Jay Jacobson in Brazil

Jay Jacobson in BrazilI spent four weeks cycling in Brazil and Uruguay. Imagine a four week whirlwind tour of the U.S. and Canada which included stops in New York, Niagara Falls, Washington, Miami, Los Angeles, San Francisco, Toronto and Quebec with fifteen cycling days! After all, Brazil is a little bigger than Continental U.S.

I was down there from Oct. 14 to November 10 and it was one of the best trips I have ever taken. The highlight was a spectacular luxury 10 day bike tour organized and operated by Butterfield and Robinson of Toronto.

The tour covered four areas and required air flights between three of them as they were hundreds of miles apart. This sensational bike tour was first class all the way with the best hotels and restaurants available, excellent multilingual experienced guides plus a large well equipped support staff. The weather was near perfect…it never rained during a ride and the temperatures were always in the 70’s and 80’s.

On the B&R tour we rode on 8 days and only averaged about 20 miles daily. Most of these miles was on relatively flat unpaved roads, so we used Brazilian made good quality Caloi mountain bikes. The mileage may seem short but this type of riding takes longer and there were other things to do such as  – laying out –  (or in a hammock) on stunning beaches, often totally deserted, or by magnificent pools surrounded by palm trees, lingering over gourmet restaurant or picnic lunches, a half day schooner cruise, and walking and boating through historic towns.

We also cycled by and walked and rafted around and under a mammoth group of waterfalls (Iguaçu-set in a non-commercialized national park) higher than Niagara, wider than Victoria and more beautiful than either! Three countries (Brazil, Argentina and Paraguay) bordered on the falls. Our hotel rooms had views of the falls.

For the final three days of the bike tour we stayed at one of the most beautiful hotels I’ve ever seen, arguably Brazil’s best – Bahia’s Txai Resort. It is the epitome of a very lush tropical paradise. The rooms had decorative mosquito netting over the beds and semi-outdoor showers adjoining the bathrooms. The public areas of the hotel are certainly worthy of architectural awards.

The ages of the friendly and interesting group members ranged from the 30’s to the 70’s and were from all over the U.S. and Canada. I was the only solo male and there were three solo women. One of them, a young woman from Hong Kong turned out to be my riding partner for four or five days.

In the Brazilian countryside it is unusual to see a female in spandex, let alone an Asian one, so the passing truck drivers frequently gave us a series of approving short horn toots. One of the other solo women, Stephanie, is a New Yorker and I hope she decides to join our club.

The B&R tour convened in Rio de Janeiro and since I had arrived a day early, I had an opportunity to experience upscale Ipanema Beach on a sunny Sunday afternoon. There were wall-to-wall people on the beach, thousands of females clad in dental-floss bikinis and hawkers selling everything and some even carrying around ovens with hot corn.

▶ _Written request a_
Pull out every line of the rows below that contains the word "patterned".

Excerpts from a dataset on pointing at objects
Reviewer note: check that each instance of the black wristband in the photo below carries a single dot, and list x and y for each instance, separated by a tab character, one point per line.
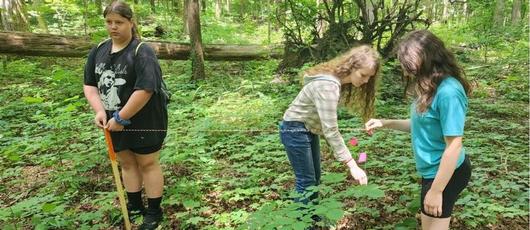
116	116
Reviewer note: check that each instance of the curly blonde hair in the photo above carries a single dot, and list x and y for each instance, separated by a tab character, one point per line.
360	99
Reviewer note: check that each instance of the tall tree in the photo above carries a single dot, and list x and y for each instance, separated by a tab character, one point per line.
498	18
227	6
98	4
40	19
153	6
185	13
445	13
13	15
516	11
197	54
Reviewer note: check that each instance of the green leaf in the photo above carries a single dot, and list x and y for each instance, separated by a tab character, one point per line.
333	178
334	214
32	100
191	204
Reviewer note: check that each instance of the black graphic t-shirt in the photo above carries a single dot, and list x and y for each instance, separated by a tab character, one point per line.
117	76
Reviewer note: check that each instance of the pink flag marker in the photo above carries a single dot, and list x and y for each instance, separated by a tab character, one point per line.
362	158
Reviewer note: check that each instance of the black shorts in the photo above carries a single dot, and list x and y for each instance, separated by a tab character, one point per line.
456	184
146	150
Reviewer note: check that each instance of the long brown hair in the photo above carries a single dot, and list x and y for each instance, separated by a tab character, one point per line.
425	57
124	10
362	98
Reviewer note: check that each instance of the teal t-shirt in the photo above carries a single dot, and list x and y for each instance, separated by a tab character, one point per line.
445	117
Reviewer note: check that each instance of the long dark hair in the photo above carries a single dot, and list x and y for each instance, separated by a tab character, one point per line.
124	10
362	98
425	57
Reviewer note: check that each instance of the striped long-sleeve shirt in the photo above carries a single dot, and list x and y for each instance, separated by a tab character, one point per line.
316	106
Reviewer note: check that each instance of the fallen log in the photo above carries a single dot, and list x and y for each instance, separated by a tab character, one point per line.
48	45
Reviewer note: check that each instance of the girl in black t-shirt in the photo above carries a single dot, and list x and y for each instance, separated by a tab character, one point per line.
123	84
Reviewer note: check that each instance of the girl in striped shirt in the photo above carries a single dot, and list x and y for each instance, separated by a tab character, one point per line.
348	79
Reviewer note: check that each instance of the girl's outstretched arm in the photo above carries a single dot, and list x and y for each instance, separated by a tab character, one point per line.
433	198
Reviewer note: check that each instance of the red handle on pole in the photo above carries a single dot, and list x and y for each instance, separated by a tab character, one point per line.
108	139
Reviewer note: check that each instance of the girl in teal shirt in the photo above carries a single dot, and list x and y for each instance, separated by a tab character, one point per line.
436	124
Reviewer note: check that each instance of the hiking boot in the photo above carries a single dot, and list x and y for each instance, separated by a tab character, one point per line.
152	219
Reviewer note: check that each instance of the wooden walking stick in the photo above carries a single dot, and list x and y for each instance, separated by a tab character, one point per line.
119	187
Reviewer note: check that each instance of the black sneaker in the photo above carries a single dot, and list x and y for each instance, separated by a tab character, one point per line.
152	219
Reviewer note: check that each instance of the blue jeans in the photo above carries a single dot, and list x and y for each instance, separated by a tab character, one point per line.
303	151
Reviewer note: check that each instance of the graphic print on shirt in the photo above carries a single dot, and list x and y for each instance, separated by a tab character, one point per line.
108	84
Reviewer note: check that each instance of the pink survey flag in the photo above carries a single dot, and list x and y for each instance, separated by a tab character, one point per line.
362	157
353	141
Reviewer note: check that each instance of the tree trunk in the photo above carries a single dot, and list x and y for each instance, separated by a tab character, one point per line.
99	7
13	15
48	45
227	6
218	9
197	54
499	13
516	12
322	25
429	9
445	13
43	26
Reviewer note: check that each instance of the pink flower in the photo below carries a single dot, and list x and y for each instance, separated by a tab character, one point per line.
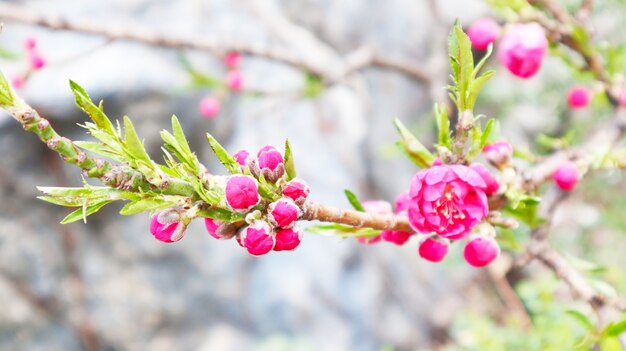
166	227
566	176
270	163
523	48
288	239
35	60
234	80
578	97
490	180
232	59
257	238
297	190
448	200
483	32
481	250
242	192
499	153
283	213
433	249
209	107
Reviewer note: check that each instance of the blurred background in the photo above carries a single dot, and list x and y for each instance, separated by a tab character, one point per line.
108	285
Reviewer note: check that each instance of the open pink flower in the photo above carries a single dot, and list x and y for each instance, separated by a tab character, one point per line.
242	192
523	49
257	238
483	32
448	200
288	239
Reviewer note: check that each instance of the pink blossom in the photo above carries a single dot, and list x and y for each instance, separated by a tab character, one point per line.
433	249
297	190
578	97
483	32
448	200
499	153
258	238
209	107
566	176
481	250
283	213
523	49
232	59
234	80
242	192
166	227
270	163
288	239
490	180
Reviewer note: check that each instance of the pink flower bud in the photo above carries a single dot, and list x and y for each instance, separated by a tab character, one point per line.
258	238
566	176
523	48
483	32
234	80
30	43
297	190
288	239
17	81
283	213
166	228
433	249
209	107
481	250
396	237
499	153
578	97
242	193
35	60
270	163
490	180
232	59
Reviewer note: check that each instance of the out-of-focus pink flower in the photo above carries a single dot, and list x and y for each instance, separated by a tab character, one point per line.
270	163
209	107
566	176
499	153
297	190
288	239
481	250
483	32
258	238
433	249
448	200
232	59
242	192
166	227
523	49
283	213
490	180
578	97
234	80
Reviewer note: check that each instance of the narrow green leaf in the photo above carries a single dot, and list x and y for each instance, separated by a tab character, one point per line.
354	201
83	101
290	167
225	158
412	147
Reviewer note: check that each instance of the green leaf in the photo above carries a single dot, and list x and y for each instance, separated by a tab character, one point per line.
83	212
225	158
412	147
290	167
354	201
83	101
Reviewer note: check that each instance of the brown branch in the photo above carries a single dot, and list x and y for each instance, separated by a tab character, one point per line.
323	213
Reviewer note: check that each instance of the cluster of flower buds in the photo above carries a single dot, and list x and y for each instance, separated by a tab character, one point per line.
34	60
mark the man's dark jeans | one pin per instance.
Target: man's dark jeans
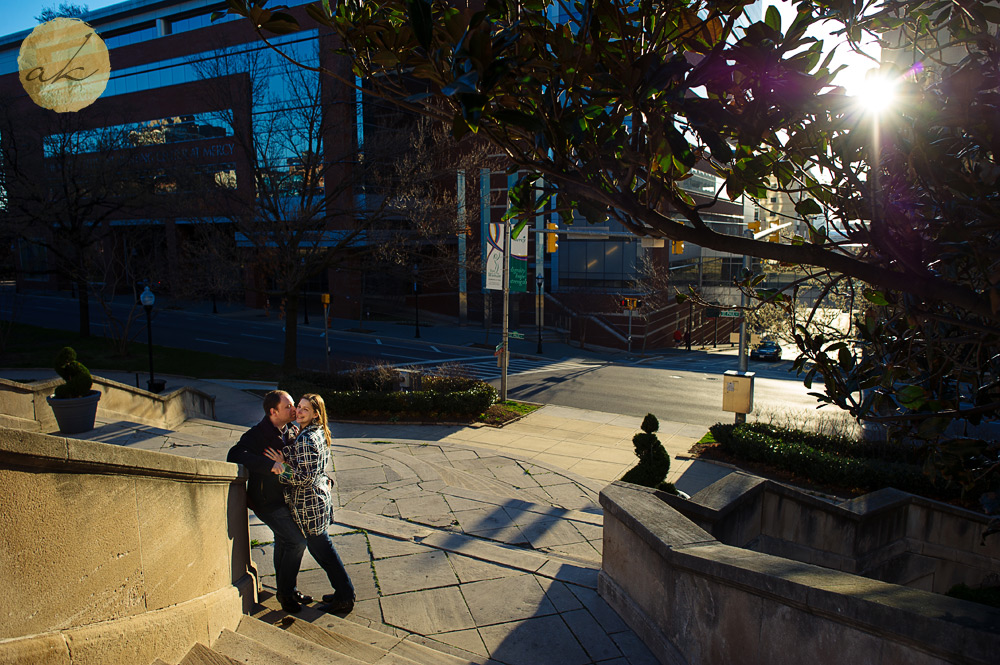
(321, 547)
(289, 544)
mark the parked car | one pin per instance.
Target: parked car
(767, 350)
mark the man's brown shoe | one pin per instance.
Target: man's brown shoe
(334, 606)
(289, 604)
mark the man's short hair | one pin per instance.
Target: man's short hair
(273, 399)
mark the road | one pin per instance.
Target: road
(683, 387)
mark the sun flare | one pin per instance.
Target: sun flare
(875, 92)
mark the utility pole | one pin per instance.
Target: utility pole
(505, 349)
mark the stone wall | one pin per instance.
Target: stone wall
(115, 555)
(695, 600)
(23, 405)
(887, 535)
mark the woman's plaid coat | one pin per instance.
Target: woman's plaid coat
(309, 490)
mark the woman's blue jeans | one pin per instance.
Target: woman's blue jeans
(321, 548)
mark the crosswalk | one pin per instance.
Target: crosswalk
(486, 368)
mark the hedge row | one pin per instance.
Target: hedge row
(468, 397)
(753, 443)
(380, 379)
(887, 452)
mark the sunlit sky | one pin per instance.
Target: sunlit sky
(20, 15)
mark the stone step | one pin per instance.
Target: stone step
(246, 650)
(407, 648)
(298, 648)
(200, 654)
(363, 651)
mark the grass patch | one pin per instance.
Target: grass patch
(985, 596)
(31, 346)
(504, 412)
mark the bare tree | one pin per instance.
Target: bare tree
(65, 181)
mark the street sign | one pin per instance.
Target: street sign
(716, 312)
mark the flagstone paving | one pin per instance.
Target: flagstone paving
(481, 542)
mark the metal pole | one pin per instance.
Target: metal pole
(630, 330)
(539, 282)
(687, 338)
(742, 417)
(149, 345)
(505, 351)
(326, 334)
(416, 303)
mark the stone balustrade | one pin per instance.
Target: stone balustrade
(23, 405)
(115, 555)
(693, 599)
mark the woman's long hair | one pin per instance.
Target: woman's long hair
(320, 408)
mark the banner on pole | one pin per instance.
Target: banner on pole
(494, 257)
(519, 260)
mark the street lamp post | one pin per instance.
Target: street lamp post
(147, 299)
(416, 301)
(540, 283)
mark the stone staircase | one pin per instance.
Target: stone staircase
(295, 641)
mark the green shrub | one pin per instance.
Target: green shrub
(74, 373)
(654, 462)
(375, 379)
(352, 403)
(820, 459)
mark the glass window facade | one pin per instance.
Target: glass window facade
(161, 131)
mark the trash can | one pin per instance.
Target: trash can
(737, 391)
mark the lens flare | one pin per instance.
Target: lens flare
(877, 92)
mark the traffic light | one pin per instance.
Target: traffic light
(630, 303)
(551, 239)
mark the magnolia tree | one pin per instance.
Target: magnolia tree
(607, 109)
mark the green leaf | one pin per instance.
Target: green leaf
(875, 297)
(772, 18)
(421, 21)
(912, 397)
(808, 207)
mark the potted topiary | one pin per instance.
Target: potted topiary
(73, 403)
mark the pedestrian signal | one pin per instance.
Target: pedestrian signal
(551, 239)
(630, 303)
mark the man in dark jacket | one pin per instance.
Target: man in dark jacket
(265, 496)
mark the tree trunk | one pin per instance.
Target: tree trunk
(83, 300)
(290, 362)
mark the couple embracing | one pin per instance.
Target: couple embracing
(287, 454)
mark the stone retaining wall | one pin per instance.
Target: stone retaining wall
(23, 405)
(694, 600)
(115, 555)
(887, 535)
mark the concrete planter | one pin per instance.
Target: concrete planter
(75, 414)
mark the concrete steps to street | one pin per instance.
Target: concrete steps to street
(297, 642)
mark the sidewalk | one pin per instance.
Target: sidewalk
(482, 542)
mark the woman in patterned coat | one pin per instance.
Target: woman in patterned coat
(308, 493)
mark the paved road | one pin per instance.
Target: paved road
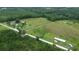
(14, 29)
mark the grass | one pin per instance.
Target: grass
(48, 30)
(11, 41)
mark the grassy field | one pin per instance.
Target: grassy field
(11, 41)
(48, 30)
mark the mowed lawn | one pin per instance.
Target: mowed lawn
(48, 30)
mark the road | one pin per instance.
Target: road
(14, 29)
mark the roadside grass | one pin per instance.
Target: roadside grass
(48, 30)
(11, 41)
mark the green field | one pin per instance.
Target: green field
(11, 41)
(48, 30)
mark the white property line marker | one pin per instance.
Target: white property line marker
(14, 29)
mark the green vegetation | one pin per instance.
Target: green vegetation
(46, 23)
(11, 41)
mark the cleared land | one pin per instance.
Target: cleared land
(48, 30)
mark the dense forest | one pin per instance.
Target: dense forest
(51, 13)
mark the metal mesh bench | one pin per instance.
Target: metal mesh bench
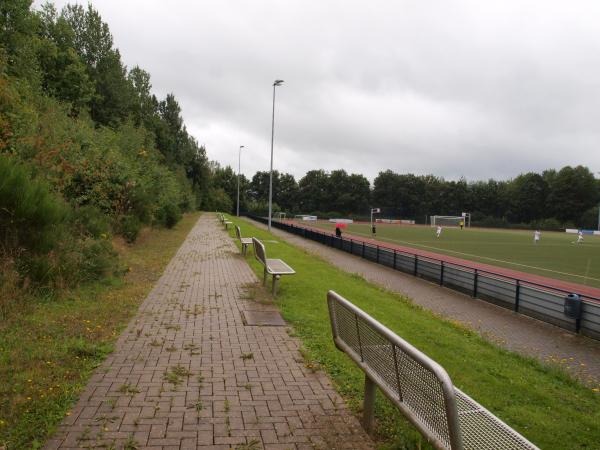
(224, 220)
(275, 267)
(244, 241)
(417, 385)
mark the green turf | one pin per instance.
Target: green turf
(542, 402)
(555, 256)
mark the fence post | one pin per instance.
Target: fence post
(369, 404)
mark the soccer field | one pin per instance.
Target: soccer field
(555, 256)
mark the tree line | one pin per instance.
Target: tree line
(551, 199)
(87, 151)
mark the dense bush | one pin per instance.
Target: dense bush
(31, 217)
(44, 241)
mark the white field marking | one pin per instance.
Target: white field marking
(480, 257)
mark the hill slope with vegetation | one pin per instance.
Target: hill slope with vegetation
(86, 150)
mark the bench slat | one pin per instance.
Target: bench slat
(278, 267)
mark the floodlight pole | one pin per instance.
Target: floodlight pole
(374, 210)
(239, 170)
(275, 84)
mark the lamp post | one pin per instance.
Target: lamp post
(275, 84)
(239, 170)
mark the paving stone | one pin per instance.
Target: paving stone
(181, 358)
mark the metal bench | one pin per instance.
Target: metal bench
(224, 220)
(417, 385)
(244, 241)
(275, 267)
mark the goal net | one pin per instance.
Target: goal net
(450, 221)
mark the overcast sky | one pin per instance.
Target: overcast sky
(454, 88)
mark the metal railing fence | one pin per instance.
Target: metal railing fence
(536, 300)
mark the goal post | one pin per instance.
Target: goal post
(451, 221)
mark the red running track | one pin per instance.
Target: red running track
(586, 291)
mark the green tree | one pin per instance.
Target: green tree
(528, 194)
(572, 191)
(64, 74)
(18, 42)
(314, 191)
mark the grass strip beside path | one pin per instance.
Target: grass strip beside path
(49, 349)
(542, 402)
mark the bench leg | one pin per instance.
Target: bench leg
(369, 405)
(275, 280)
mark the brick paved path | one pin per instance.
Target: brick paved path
(187, 374)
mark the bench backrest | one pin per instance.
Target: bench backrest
(419, 386)
(259, 251)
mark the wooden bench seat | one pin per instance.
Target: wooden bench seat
(274, 267)
(244, 241)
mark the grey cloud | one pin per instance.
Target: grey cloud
(456, 88)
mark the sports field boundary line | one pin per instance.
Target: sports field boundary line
(474, 256)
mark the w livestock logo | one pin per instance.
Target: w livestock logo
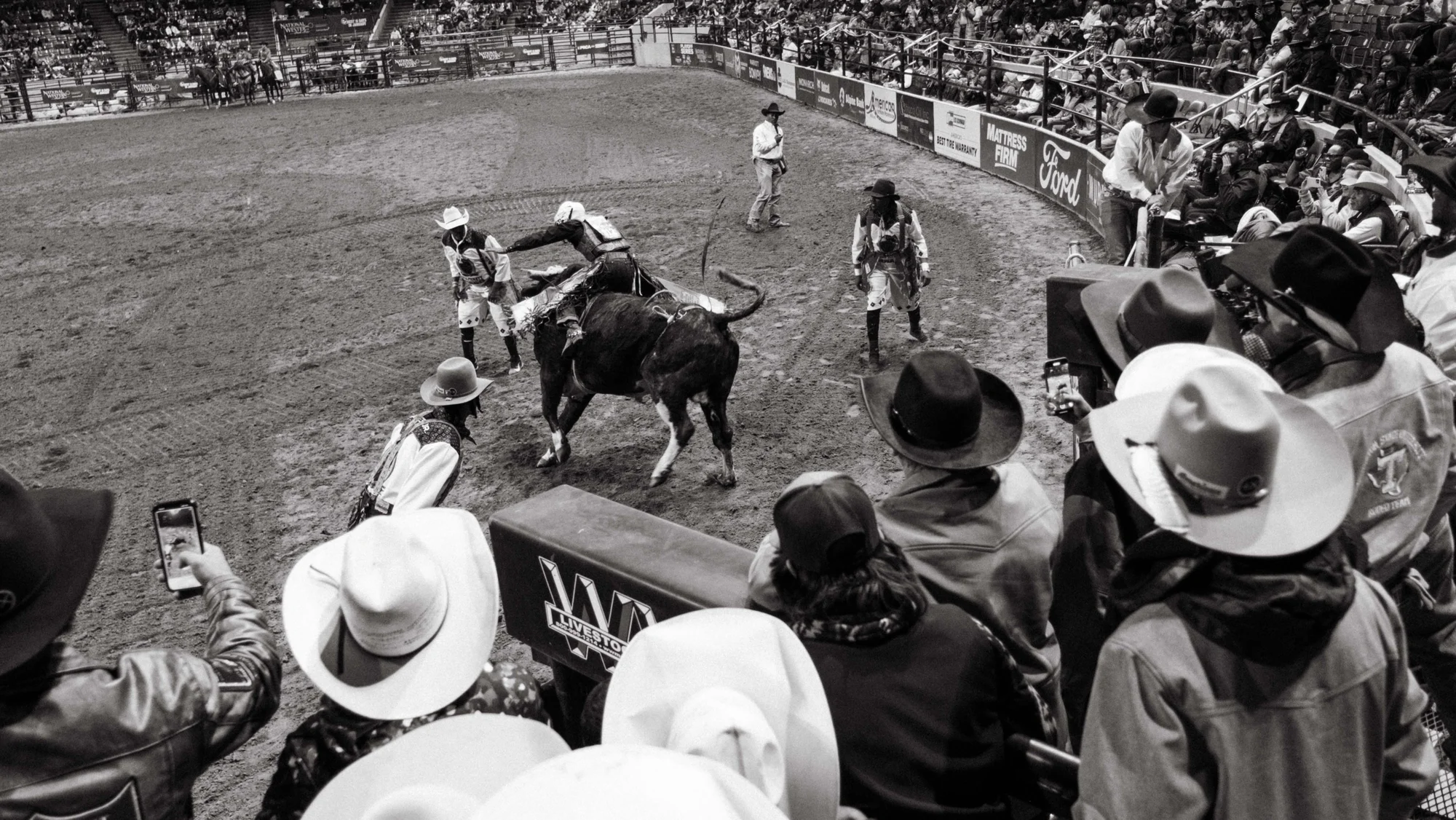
(1055, 178)
(587, 624)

▶ _Written request b_
In the Brazil cycling account, which company organized and operated the 10-day bike tour?

▶ _Complete answer a_
mark the woman in patterned coat | one pin per instance.
Target: woman in patterned coat

▶ _Complete answer b_
Butterfield and Robinson of Toronto.